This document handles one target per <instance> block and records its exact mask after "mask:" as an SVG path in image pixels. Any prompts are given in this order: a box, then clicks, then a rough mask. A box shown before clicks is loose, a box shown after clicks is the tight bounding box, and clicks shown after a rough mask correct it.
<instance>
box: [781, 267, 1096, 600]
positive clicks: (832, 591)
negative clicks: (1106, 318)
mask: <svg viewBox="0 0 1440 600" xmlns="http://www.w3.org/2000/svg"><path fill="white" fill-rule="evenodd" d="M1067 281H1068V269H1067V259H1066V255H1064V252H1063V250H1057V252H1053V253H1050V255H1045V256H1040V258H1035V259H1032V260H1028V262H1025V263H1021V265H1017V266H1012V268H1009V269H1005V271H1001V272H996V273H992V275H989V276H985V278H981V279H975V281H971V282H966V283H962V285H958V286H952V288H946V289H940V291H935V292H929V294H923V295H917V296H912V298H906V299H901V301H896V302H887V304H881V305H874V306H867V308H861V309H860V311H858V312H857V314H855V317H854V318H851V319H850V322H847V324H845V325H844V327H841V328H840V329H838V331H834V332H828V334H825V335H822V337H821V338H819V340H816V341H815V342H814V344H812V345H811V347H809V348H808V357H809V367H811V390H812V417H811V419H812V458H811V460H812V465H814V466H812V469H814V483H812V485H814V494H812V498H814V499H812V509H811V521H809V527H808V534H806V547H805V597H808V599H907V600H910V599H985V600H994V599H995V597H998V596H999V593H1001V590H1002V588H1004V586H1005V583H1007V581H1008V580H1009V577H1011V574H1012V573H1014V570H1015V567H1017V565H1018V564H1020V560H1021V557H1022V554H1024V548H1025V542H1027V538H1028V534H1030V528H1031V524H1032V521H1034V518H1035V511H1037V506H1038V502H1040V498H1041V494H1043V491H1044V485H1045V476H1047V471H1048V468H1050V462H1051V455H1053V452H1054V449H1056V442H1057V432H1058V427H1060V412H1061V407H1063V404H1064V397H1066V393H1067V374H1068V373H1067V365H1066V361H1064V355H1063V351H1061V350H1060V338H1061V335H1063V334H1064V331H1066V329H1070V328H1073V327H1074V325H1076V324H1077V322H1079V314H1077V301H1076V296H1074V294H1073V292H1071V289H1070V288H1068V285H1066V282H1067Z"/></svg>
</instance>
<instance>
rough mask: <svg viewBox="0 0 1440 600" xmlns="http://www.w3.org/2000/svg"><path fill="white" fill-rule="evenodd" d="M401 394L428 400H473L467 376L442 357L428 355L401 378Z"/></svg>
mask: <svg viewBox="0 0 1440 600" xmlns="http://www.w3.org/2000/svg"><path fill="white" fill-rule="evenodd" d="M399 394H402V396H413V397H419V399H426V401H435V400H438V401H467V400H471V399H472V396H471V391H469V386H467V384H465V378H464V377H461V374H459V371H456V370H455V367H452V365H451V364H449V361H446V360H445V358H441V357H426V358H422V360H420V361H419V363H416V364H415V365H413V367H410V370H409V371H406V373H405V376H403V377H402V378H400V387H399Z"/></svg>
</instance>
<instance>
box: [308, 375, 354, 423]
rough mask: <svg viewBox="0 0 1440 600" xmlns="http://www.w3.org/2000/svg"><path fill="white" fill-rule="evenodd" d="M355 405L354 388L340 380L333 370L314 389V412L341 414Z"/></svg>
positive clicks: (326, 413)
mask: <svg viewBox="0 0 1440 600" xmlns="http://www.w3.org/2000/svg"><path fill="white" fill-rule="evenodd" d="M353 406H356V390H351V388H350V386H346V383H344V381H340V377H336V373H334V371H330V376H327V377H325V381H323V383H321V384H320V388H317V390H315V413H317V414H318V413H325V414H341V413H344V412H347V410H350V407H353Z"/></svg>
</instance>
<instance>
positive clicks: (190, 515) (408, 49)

--

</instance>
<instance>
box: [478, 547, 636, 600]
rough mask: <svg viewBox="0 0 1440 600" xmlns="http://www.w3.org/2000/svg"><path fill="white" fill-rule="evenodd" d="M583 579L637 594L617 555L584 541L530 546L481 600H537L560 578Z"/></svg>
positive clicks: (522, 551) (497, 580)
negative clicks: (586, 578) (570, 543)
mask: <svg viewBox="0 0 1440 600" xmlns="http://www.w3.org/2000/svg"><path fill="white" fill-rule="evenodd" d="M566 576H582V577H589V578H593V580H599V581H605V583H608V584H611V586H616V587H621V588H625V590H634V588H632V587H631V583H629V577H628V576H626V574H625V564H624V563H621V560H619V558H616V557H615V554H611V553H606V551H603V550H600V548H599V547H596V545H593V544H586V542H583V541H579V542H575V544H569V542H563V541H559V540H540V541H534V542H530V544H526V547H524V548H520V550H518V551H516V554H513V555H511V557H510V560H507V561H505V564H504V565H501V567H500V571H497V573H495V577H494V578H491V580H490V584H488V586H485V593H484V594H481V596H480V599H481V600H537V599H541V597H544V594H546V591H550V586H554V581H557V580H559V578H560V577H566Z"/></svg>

EXERCISE BRIEF – Copy out the records word for word, from the line with "This document handles" to the line with "negative clicks: (1106, 318)", including both of those lines.

COMPLETED EXERCISE –
This document handles one target per <instance> block and records its exact mask after "mask:" as an SVG path in image pixels. Any prompts are given in this order: a box, then clicks, then a rough mask. A box shown before clicks is loose, a box shown after clicks is the tight bounding box, and clicks shown after a rough mask correct it.
<instance>
box: [781, 267, 1096, 600]
positive clicks: (832, 591)
negative clicks: (1106, 318)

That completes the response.